**TO DO:** Print the records below verbatim.

Content starts

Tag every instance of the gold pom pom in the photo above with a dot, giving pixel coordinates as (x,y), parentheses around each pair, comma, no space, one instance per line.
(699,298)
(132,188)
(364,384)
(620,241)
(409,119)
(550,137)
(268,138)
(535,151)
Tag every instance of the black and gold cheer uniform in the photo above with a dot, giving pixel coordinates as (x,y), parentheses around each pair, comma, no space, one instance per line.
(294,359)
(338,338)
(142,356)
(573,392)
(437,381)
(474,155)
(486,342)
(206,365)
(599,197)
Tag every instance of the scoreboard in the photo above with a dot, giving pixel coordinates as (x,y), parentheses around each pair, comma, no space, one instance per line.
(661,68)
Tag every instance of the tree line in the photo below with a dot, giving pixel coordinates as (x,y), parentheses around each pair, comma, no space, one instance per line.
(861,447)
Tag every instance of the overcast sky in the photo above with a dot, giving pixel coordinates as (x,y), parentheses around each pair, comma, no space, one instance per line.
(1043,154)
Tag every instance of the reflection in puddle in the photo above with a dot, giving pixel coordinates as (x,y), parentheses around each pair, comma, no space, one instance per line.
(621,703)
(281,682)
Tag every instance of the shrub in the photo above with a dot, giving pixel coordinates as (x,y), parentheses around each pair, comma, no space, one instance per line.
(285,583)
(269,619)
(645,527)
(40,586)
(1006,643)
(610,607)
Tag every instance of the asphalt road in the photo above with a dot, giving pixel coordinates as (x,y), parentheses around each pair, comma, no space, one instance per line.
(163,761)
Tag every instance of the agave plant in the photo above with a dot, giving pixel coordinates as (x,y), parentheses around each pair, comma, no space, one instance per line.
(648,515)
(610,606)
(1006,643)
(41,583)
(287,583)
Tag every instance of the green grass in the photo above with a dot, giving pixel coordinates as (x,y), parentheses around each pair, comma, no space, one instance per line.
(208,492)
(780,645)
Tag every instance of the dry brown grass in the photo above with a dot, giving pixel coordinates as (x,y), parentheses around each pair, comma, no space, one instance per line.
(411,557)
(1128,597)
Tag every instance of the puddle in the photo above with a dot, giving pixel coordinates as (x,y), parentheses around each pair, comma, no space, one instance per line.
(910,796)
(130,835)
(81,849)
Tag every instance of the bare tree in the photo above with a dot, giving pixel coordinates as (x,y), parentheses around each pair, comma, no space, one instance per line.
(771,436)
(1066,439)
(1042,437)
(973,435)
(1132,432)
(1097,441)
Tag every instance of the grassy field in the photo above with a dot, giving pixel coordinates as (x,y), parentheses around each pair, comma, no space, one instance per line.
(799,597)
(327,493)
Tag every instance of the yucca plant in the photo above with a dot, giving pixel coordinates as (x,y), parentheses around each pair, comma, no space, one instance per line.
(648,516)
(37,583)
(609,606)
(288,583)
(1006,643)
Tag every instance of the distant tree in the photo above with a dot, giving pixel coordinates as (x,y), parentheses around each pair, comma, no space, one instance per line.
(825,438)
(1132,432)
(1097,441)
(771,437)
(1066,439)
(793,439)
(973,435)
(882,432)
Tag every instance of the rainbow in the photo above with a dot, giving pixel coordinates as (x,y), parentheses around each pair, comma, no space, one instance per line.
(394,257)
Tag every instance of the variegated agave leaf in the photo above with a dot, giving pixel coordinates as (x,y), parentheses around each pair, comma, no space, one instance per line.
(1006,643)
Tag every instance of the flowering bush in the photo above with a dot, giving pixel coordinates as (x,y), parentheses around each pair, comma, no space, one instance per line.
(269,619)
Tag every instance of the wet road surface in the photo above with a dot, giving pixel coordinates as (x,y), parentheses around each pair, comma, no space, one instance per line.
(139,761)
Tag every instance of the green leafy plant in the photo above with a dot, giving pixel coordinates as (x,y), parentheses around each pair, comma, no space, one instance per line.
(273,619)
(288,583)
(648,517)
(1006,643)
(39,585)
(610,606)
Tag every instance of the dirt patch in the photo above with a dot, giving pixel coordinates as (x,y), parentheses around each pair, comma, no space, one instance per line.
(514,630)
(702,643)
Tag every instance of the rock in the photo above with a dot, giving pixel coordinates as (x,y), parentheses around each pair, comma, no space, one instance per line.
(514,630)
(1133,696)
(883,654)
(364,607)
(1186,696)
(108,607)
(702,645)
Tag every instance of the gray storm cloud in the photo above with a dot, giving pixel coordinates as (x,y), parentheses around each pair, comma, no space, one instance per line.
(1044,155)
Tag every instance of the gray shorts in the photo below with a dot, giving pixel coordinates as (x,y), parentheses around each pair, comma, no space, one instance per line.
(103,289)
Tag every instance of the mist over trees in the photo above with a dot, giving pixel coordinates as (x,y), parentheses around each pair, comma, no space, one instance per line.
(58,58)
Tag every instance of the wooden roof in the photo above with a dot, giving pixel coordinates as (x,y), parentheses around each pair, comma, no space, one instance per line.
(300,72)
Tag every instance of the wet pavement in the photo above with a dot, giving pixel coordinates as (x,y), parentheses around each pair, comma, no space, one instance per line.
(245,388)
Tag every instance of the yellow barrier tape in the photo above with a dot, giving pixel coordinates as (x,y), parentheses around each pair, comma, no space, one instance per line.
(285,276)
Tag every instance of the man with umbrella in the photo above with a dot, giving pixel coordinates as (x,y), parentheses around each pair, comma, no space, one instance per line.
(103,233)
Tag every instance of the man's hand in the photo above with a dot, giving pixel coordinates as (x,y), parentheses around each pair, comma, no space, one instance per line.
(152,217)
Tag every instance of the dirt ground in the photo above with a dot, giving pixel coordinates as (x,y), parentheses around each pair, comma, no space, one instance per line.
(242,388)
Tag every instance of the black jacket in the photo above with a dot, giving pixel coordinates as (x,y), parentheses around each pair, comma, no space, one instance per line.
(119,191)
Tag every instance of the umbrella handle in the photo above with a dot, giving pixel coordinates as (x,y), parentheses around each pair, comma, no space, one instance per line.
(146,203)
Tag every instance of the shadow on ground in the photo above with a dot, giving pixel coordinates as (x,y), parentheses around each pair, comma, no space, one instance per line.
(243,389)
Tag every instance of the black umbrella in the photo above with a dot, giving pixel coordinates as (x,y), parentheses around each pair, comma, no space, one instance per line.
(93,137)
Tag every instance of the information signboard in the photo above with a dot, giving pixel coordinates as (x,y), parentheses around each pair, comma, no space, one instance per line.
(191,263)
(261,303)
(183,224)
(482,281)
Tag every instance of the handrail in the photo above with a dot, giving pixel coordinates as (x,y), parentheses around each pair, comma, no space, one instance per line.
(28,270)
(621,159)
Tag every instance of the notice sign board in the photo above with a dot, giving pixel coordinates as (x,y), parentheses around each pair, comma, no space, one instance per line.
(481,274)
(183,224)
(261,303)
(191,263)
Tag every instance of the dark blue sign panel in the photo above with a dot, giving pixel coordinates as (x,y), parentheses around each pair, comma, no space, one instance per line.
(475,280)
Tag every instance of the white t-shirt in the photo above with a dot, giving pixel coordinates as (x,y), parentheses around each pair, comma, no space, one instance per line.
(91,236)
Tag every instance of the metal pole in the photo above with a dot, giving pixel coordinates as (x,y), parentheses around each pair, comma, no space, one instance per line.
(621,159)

Content ends

**TASK SOLUTION:**
Tag every instance of the gold pom pom in the photo above with a dot, giving pixel coordinates as (x,y), parentheses around each pair, comma, no space, one instance per line.
(699,298)
(132,188)
(364,384)
(620,241)
(409,119)
(550,137)
(268,138)
(535,151)
Tag every instance of the black and gold cheer uniform in the photo above with a dot, giving pixel coordinates as (x,y), parentheses around each pair, comma, no space, one instance per line.
(294,359)
(338,338)
(142,356)
(573,392)
(437,381)
(474,155)
(486,342)
(206,365)
(599,197)
Tag every instance of the scoreboard in the photo above with a dot, giving pixel coordinates as (x,y), parentheses around each pair, comma, no space, one instance per line.
(661,68)
Tag every instance of the tree line in the photo below with a dot, giving pixel coordinates as (x,y), parentheses around each pair, comma, no space, one instance per line.
(861,447)
Tag every instance of the overcast sky in the photo above with a dot, giving pixel coordinates as (x,y), parentheses around each pair, comma, no space, one instance per line.
(1043,154)
Tag every instance of the reflection in puddle in the photo above with a dot, giving pixel coordinates as (x,y), parentheses around each pair, comma, no space, one instance per line.
(621,703)
(281,682)
Tag every instance of the shrub in the photo above with a dot, giving pixel coordinates as (x,y), parentheses around each pair, comma, no space, one instance per line.
(285,583)
(269,619)
(645,527)
(40,586)
(1006,643)
(610,607)
Tag every instance of the asphalt road in the photo above with a dot, giving pixel coordinates as (x,y), parentheses around each pair, comma, no space, one instance per line.
(163,761)
Tag every instance of the agave plant in the photo above with a dot, giving pixel coordinates as (x,y), parentheses around each pair, comma, no space, one instance per line.
(648,515)
(610,606)
(1006,643)
(41,583)
(287,583)
Tag every instance of the green grass in the photo above with a dot, giving pixel coordinates as (x,y), parentheses around each pair, comma, no space, one instance per line.
(208,492)
(780,645)
Tag every instance of the dry brown grass in the photo above with a dot, giving pixel coordinates as (x,y), parentheses around each pair, comma, no space, one instance per line.
(411,557)
(1128,597)
Tag every instance of the puddle in the photo above with a dot, giving pixel coordinates as (x,y), parentheses around each pair, comma, no space, one instance per line.
(910,796)
(130,835)
(81,849)
Tag every instance of the bare tree in the photo above with a dot, giving pixel coordinates as (x,y), parentheses around each pair, comma, no space, one instance per line.
(771,436)
(1066,439)
(1042,437)
(973,435)
(1132,432)
(1097,441)
Tag every instance of the grassy field in the photo above with a dot, giving pixel coordinates as (x,y), parentheses around each pair, comma, no space, one instance per line.
(799,597)
(327,493)
Tag every instance of the yucca plant in the photo above with a dot, giving pixel coordinates as (x,y), parentheses around each pair, comma, no space, one instance per line.
(648,516)
(37,583)
(609,606)
(288,583)
(1006,643)
Tag every instance of the distant tree in the photo above with a dot, giving pixel coordinates as (x,y), parentheses around each pair, comma, no space, one instance per line.
(825,438)
(1132,432)
(1097,441)
(771,437)
(1066,439)
(793,439)
(973,435)
(882,432)
Tag every instance of the rainbow in the photo above with a dot, giving pixel coordinates as (x,y), parentheses around each pair, comma, no space, one instance per line.
(394,257)
Tag every instance of the variegated agave leaf in the photo above with a dot, giving pixel coordinates as (x,y), parentheses around each pair, comma, no space, one instance per line.
(1006,643)
Tag every instance of the flowering bush in the photo above with a dot, giving pixel coordinates as (x,y), parentheses around each pair, comma, no space, one instance per line.
(269,619)
Tag every instance of the wet road surface in the photo above with a dot, giving pixel coordinates as (x,y), parentheses around each pair, comma, no space, one instance per line.
(139,761)
Tag every instance of the green leafy plant in the photo above with a dot, giving pixel coordinates as (x,y), parentheses around each pair, comma, no space, one instance per line.
(273,619)
(288,583)
(648,517)
(1006,643)
(39,585)
(610,606)
Tag every instance of the dirt patch in the photo above with a dot, giving pixel coordinates as (x,y), parentheses around each pair, comma, no space, one instance per line.
(514,630)
(702,643)
Tag every instance of the rock in the photo above with a dot, giving pixel coordinates as (x,y), parentheses around each pair, comma, no space, one instance per line.
(514,630)
(1133,696)
(883,654)
(364,607)
(1186,696)
(108,607)
(702,645)
Tag every instance of the gray storm cloud in the photo above with a dot, giving pixel coordinates as (x,y), parentheses around each pair, comma, no space, one instance per line.
(1044,155)
Tag every instance of the gray shorts in the photo below with a dot, giving pixel coordinates as (x,y), parentheses around each pair, comma, no space, one instance per line.
(103,289)
Tag every instance of the mist over trees in the photo above with a dot, giving pixel coordinates as (x,y), parentheses around each pair, comma, no space, one instance per line.
(58,58)
Tag every instance of the wooden roof in the photo above with a dot, giving pixel coordinates as (x,y), parentheses around each pair, comma, no space, one instance per line.
(300,72)
Tag every instance of the wet pavement in the photo above with a dot, giving pixel coordinates as (x,y), parentheses around each pair, comma, no space, one instance per line.
(245,388)
Tag every instance of the yellow barrier tape in the photo above with a dot, giving pixel coordinates as (x,y), parentheses around each pair, comma, no space, one instance per line.
(285,276)
Tag every instance of the man with umbrella in the photo above with a dot, giving pixel coordinates as (x,y), parentheses around each pair, comma, no space, one instance per line.
(103,233)
Tag every instance of the man's hand in the photo above with a dot, giving pixel coordinates as (x,y), parentheses around each pair, comma, no space, one instance per line.
(152,217)
Tag every instance of the dirt ground in the photo above with a dot, giving pixel coordinates as (x,y), parentheses around each pair, comma, no space, one instance per line.
(242,388)
Tag every instance of the black jacket in the photo above with a dot, giving pixel coordinates as (x,y), parentheses around each pair, comma, no space, one instance per line.
(119,191)
Tag every instance of the umbrella handle in the photo above with a dot, giving pixel coordinates as (x,y), parentheses around each pair, comma, no space, one instance per line.
(146,203)
Tag every instance of the shadow on ground in the photo above with a dot, giving pixel coordinates as (x,y), parentheses around each pair, comma, no space, one instance per line.
(243,389)
Tag every instance of the black umbrella in the photo above with a dot, giving pixel coordinates as (x,y), parentheses around each pair, comma, no space, one instance per line.
(93,137)
Tag every instance of the information signboard in the photo above with a dot, giving pixel coordinates as (x,y), parentheses around each pair, comma, no space, one instance per line.
(191,263)
(261,303)
(183,224)
(482,281)
Tag every instance of the handrail in the photo above with a dot, giving pixel coordinates as (x,y), parentheses around each pair, comma, no space, one instance per line.
(28,270)
(621,159)
Tag every instance of the notice sign board in the photo above with a dot, giving pixel coordinates as (x,y), parentheses around each pair, comma, no space, one instance per line.
(481,274)
(183,224)
(261,303)
(191,263)
Tag every instance of the dark blue sign panel in the photo above with a dot, giving pixel coordinates as (x,y), parentheses around each pair, comma, no space, one instance per line.
(475,280)
Tag every instance of the white t-shirt in the photo above with a dot, giving pixel coordinates as (x,y), parentheses around each pair, comma, no space, one instance per line.
(91,236)
Tag every instance of the metal pole in the photo above with a dot, giving pixel coordinates as (x,y), parentheses around each pair, comma, no space, one instance per line.
(621,159)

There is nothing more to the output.